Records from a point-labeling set
■ ■ ■ ■ ■

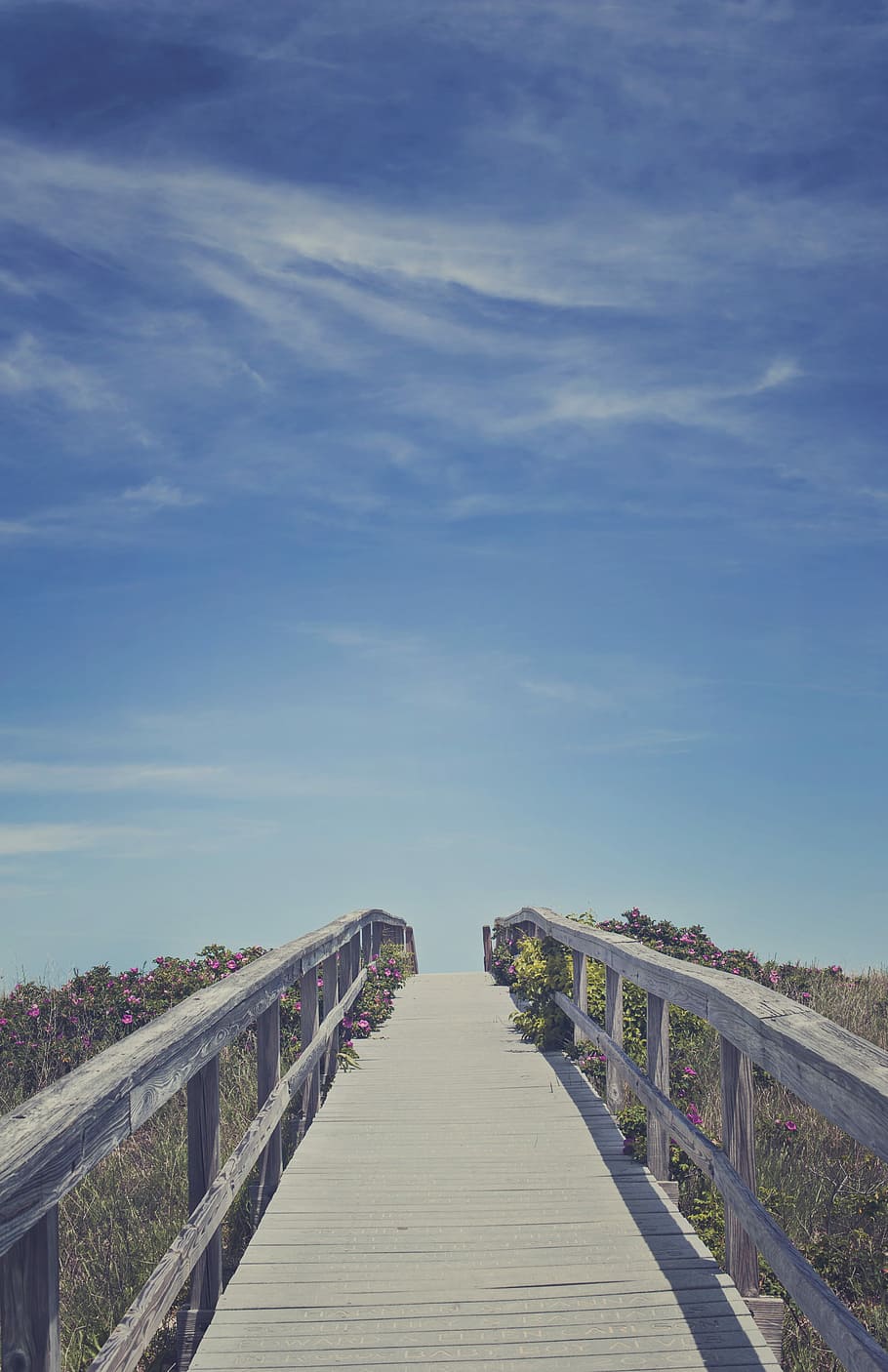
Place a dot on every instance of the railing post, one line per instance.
(658, 1070)
(581, 989)
(614, 1085)
(307, 1028)
(267, 1076)
(29, 1300)
(739, 1143)
(331, 996)
(203, 1159)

■ ■ ■ ■ ■

_PROBLEM TO SOLVE_
Recast the items above as a two-column CSV with the headers request and answer, one row per item, placing its text and its answer each in a single quoted field with line breaks replaced by spaces. Cover all the items and leave the pictures out.

_RESPONSE_
request,answer
"Place a dot on every instance of the railing post, one line per instance.","(658, 1070) (581, 989) (614, 1085) (307, 1028) (267, 1076) (29, 1300) (739, 1143) (331, 996) (203, 1159)"